## [Study text]
::::::::::

The kidney complications of COVID-19 have been cited frequently in early research highlighting a link between patients with hypertension and the risk of kidney failure or injury following infection with SARS-CoV-2.
But several nephrologists and clinical researchers suggest in recent commentaries that more study is needed to understand the relationship between the virus and renin-angiotensin system (RAS) inhibitors. The editorials emphasize that the risk attributable to hypertension and other comorbidities cited in early COVID-19 data—chronic kidney disease (CKD), cardiovascular disease (CVD), and diabetes mellitus (DM)—requires further research and is not confirmed.
Duke nephrologist and researcher Matthew A. Sparks, MD, is the lead author of a perspective published in April in the Clinical Journal of American Society of Nephrology. The article points out the need for social and traditional media to take a step back and consider known evidence before making quick decisions about RAS inhibition with commonly used medications and the drugs’ interaction with Severe Acute Respiratory Syndrome Coronavirus 2 (SARS-CoV-2).
“It is becoming increasingly important for the research community to do a better job at looking at kidney indices in patients with COVID-19,” says Sparks, "We are beginning to see more data that focuses on kidney disease, but the key points are trickling out quite slowly.”
Sparks and Duke nephrologist Daniel Edmonston, MD, were among five contributors who penned a second commentary in Nature Reviews Nephrology focusing on the virus’ entry into host cells via angiotensin-converting enzyme 2 (ACE2). This entry point, the authors suggested, highlights the need to better understand the relationship between the virus, the RAS, and whether RAS inhibition is harmful or protective.

::::::::::

## [Data supplied]
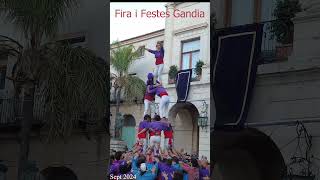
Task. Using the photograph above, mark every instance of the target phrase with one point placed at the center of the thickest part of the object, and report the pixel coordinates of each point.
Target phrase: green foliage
(121, 59)
(283, 27)
(37, 18)
(198, 68)
(173, 71)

::::::::::

## [Tasks for this exercise]
1/ Reproduce the passage of the article on COVID-19 kidney complications from "The kidney complications" to "infection with SARS-CoV-2.", with no changes.
2/ Resume the article on COVID-19 kidney complications from the point at which it stops, writing the text that would follow.

## [Answer list]
1/
The kidney complications of COVID-19 have been cited frequently in early research highlighting a link between patients with hypertension and the risk of kidney failure or injury following infection with SARS-CoV-2.

2/
Consideration of age as potential confounder raises questions
Early reports suggested that patients with severe COVID-19 were more likely to have a history of hypertension, CKD, CVD, or DM than those with milder disease. One of the authors’ chief concerns, Sparks says, was the fact that the preliminary findings did not account for potential sources of bias and confounding, including age, sex, baseline pulmonary disease, co-morbid conditions, or baseline medication use.
“It’s clear that consideration of age as a potential confounder is particularly important because the prevalence of hypertension increases dramatically with age,” Sparks says. The mechanisms underlying the suggested association between COVID-19 severity and hypertension are not clear, he says, but some evidence points towards a potential link with the RAS because it is associated with both viral transmission and hypertension. However, it is quite possible that use of these medications is protective.
More targeted studies will offer greater insights into the impact of the virus on the RAS, Sparks says, and will have important implications for clinical management. “We also need to be cautious not to draw inappropriate conclusions from observational studies and welcome rapid initiation of new clinical trials.” Sparks and Duke nephrology colleagues are encouraging patients to enroll in a trial related to the coronavirus that is active at Duke Health.
Sparks was also a contributor to another perspective article published in May in the Journal of the American Society of Nephrology that highlighted the importance of assessing, defining, and reporting the course of acute kidney injury (AKI) as a complication of COVID-19. Data on AKI is not thorough enough in early published research to define the pathophysiology of the condition in patients with COVID-19.